◆ **OBJECTIVE**: Format the material below as a numbered list, starting at the line that contains "For the evaluation set, locate every instance of the violin" and ending at the line that contains "x=231 y=203". Skip blank lines and leave the pictures out.

◆ **EXERCISE MATERIALS**:
====

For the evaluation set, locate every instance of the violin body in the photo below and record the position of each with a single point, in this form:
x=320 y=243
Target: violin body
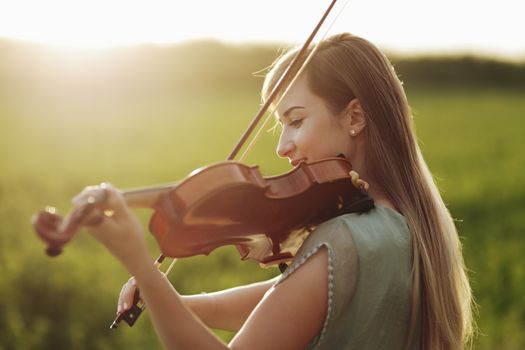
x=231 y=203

====

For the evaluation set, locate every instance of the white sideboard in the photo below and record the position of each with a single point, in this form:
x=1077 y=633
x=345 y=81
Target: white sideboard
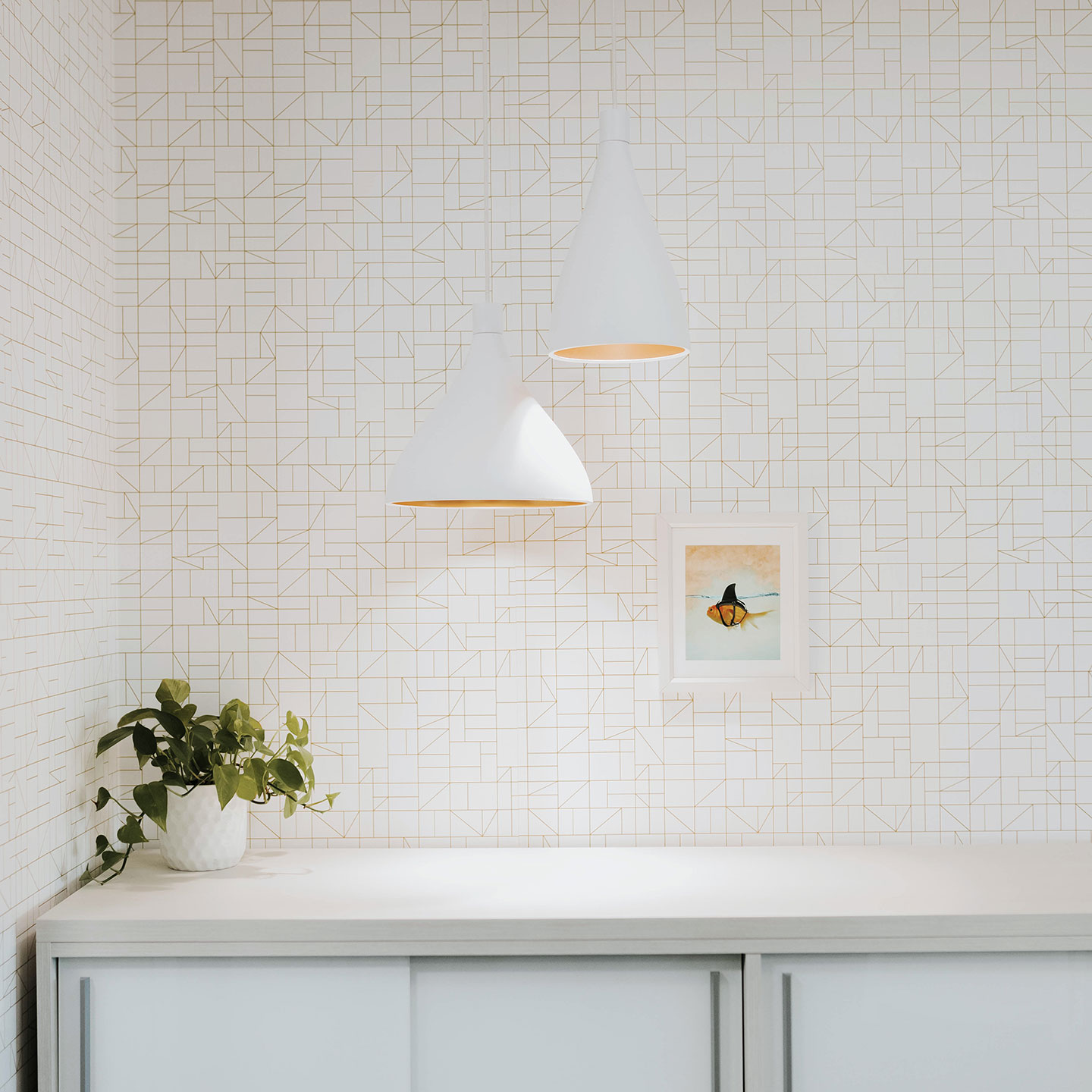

====

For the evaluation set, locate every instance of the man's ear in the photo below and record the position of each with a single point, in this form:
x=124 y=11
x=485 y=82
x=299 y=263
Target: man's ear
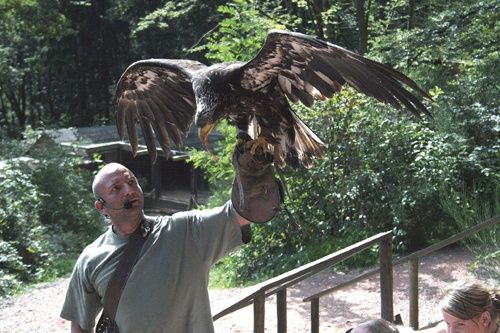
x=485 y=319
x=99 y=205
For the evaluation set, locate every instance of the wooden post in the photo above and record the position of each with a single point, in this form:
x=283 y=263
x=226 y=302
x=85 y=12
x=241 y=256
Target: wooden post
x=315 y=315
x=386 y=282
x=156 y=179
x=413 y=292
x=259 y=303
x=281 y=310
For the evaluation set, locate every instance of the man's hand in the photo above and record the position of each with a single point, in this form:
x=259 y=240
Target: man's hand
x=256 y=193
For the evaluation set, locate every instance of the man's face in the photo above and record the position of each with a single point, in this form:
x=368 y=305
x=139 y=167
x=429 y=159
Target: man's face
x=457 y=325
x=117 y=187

====

◆ **SOLVED EXERCISE**:
1. For the evaluation set, locate every instance of the violin body in the photo below and record the position of each with a single point, in this form:
2. x=320 y=243
3. Target: violin body
4. x=231 y=203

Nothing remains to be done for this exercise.